■ Exercise brief: Return, exactly as written, all lines from the line containing "In this exercise you will point out the hat" to the end of the entries below, with both ends included.

Segment Start: Available data

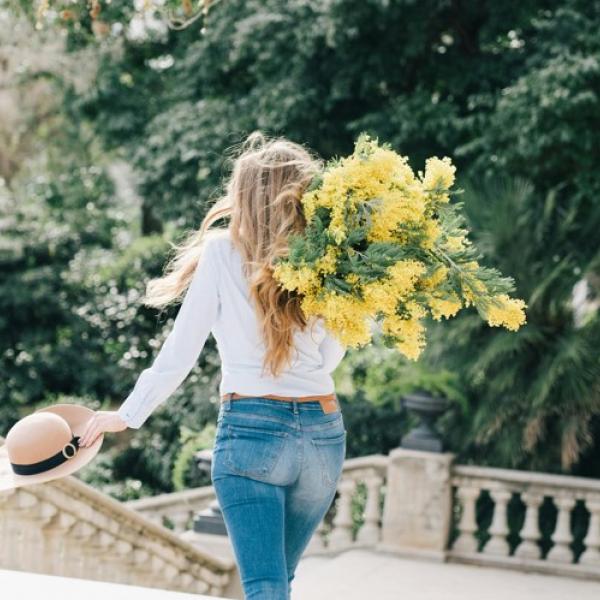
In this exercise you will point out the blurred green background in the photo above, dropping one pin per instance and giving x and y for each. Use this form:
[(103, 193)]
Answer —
[(116, 132)]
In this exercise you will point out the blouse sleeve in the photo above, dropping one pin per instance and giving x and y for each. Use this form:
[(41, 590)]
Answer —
[(181, 348), (332, 351)]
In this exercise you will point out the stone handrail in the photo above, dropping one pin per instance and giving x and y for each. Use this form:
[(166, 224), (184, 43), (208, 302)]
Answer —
[(174, 510), (66, 527), (359, 489), (534, 490)]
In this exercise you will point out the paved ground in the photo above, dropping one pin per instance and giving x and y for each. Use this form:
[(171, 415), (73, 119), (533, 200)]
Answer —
[(359, 575), (354, 575), (17, 585)]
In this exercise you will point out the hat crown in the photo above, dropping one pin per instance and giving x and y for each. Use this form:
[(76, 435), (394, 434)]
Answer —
[(36, 437)]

Segment End: Available data

■ Result of the exercise:
In this exercise you will point out the hat crown in the photo above, dropping one pin per instance and giving x and y for each. Use this form:
[(76, 435), (394, 434)]
Answer —
[(36, 437)]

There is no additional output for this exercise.